§ What you will do
Once you find a line containing the word "hair" in the entries below, copy it.

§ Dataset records

-- Opening Marker --

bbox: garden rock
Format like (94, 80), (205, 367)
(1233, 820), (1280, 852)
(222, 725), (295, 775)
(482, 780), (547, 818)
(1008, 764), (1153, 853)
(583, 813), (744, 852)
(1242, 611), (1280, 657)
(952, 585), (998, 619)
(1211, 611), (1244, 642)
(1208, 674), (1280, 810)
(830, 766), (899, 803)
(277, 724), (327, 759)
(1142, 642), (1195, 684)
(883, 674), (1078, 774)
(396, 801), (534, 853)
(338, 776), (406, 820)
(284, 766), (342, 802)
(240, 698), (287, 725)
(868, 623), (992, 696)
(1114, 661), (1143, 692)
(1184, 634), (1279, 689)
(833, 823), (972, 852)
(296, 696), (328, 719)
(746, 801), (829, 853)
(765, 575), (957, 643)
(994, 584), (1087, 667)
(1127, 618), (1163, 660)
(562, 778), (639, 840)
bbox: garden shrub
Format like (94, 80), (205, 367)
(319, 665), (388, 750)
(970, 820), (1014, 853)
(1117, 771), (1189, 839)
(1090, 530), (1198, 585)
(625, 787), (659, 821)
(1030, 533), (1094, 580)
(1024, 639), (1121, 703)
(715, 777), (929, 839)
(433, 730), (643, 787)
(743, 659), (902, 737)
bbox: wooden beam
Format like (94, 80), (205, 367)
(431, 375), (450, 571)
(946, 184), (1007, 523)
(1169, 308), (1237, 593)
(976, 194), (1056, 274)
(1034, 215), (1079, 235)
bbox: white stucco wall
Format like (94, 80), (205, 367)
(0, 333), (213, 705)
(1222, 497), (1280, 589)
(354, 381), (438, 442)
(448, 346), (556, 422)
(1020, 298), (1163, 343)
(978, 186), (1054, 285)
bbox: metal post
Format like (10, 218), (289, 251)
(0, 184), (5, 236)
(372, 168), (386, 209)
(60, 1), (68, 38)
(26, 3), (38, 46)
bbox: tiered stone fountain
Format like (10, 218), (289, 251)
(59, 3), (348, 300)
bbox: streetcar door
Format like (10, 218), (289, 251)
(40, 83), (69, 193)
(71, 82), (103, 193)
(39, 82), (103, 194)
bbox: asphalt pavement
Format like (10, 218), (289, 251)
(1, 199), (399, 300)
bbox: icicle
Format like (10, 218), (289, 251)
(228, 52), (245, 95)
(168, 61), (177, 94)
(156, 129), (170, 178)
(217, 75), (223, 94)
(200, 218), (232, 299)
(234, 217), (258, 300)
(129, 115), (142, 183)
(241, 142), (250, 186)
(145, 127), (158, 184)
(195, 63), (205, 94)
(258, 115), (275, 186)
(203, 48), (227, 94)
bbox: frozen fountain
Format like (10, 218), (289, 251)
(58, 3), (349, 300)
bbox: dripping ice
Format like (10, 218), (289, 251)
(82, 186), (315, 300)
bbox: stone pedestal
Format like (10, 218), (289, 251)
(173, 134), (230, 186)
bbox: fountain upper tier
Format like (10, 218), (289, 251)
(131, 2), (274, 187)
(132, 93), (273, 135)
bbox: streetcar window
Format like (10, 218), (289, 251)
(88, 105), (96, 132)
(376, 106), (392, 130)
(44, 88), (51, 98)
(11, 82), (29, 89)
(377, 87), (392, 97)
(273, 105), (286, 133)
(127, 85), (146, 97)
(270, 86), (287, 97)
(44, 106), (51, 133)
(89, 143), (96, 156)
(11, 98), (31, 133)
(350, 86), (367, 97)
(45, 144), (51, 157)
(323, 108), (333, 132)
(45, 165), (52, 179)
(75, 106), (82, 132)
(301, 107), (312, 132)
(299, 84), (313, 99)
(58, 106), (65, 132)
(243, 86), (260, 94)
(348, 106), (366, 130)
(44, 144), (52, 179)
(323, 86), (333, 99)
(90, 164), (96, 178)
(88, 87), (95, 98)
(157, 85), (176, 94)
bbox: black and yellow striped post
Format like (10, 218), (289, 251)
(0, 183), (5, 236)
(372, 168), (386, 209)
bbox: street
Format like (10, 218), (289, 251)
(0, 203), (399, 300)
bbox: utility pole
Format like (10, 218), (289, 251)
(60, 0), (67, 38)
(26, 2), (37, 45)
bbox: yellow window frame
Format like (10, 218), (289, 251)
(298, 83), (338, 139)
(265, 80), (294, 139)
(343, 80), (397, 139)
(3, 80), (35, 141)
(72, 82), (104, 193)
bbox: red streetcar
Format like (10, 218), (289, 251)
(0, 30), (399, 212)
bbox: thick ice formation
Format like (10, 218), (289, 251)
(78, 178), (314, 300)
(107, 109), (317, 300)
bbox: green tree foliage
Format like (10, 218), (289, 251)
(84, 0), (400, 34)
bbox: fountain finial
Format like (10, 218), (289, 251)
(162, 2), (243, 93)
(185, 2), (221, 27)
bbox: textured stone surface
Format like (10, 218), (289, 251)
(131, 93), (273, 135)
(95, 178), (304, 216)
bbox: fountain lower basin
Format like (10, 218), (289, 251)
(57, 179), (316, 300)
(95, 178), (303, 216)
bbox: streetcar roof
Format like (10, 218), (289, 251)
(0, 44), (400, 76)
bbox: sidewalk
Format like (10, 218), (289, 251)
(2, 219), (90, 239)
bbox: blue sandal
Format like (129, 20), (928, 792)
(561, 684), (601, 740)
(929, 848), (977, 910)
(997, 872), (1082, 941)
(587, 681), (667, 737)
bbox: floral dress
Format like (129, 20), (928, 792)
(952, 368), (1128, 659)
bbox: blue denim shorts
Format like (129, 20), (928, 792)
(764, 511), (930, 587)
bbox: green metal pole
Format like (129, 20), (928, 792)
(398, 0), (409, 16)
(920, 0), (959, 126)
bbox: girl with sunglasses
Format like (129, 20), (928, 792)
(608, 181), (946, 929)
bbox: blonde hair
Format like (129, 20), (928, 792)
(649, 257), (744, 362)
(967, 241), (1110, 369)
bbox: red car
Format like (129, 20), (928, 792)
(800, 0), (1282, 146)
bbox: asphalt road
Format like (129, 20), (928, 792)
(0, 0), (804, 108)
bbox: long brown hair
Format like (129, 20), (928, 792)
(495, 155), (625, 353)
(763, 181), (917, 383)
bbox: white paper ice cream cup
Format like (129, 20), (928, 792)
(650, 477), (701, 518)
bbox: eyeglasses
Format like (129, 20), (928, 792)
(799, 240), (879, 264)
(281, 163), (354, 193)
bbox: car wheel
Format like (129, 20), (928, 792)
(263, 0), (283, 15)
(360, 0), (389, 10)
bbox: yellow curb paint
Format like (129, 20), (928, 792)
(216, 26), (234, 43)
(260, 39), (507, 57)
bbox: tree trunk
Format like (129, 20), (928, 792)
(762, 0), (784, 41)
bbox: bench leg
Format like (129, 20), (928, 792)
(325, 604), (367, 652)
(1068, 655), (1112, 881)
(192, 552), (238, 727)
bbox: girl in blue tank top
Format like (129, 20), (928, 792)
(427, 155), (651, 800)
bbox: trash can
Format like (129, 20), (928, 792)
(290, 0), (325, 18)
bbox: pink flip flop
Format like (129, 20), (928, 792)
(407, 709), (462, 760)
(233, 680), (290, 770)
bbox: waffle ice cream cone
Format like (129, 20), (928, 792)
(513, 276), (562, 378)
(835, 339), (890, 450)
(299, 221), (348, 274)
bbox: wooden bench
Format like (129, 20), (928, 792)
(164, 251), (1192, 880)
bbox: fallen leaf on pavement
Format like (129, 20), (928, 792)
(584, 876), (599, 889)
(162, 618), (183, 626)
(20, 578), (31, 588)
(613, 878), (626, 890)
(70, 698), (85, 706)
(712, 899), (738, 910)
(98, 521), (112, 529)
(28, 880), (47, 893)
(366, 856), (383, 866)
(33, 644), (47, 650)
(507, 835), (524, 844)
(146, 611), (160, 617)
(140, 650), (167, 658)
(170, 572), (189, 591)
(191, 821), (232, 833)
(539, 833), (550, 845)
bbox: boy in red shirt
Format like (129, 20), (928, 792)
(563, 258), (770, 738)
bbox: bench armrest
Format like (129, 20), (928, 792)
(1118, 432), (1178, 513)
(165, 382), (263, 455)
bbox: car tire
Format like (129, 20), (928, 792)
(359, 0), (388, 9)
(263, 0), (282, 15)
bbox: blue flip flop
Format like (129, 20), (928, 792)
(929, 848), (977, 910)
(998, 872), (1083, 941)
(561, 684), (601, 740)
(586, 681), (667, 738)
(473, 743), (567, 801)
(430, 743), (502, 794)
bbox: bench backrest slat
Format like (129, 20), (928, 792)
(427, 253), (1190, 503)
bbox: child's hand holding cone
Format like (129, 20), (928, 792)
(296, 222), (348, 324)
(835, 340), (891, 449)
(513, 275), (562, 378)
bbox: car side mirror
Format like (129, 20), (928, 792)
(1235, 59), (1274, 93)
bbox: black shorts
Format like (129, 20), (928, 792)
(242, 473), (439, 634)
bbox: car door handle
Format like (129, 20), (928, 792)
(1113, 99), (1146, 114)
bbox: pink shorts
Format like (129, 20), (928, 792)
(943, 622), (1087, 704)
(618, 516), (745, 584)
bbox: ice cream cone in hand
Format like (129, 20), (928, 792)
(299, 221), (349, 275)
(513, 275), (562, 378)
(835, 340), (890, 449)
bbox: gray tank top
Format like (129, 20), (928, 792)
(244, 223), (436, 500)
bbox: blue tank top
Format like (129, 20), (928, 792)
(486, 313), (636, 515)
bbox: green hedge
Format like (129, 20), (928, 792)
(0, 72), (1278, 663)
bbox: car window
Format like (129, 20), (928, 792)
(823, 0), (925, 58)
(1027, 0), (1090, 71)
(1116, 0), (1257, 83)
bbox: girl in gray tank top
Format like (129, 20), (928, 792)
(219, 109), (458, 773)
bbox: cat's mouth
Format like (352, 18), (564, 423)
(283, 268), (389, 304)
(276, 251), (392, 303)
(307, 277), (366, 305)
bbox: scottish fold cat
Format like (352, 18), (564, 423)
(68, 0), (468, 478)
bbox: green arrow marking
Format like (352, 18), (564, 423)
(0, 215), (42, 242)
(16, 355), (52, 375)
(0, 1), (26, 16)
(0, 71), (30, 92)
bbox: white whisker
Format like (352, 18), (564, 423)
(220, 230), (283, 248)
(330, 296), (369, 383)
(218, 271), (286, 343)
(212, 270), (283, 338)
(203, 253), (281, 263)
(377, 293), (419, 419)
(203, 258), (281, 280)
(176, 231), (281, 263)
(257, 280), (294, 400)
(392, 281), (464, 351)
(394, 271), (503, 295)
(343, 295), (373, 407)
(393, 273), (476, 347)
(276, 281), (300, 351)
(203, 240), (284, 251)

-- Closing Marker --

§ Solved exercise
bbox: blonde hair
bbox: long brown hair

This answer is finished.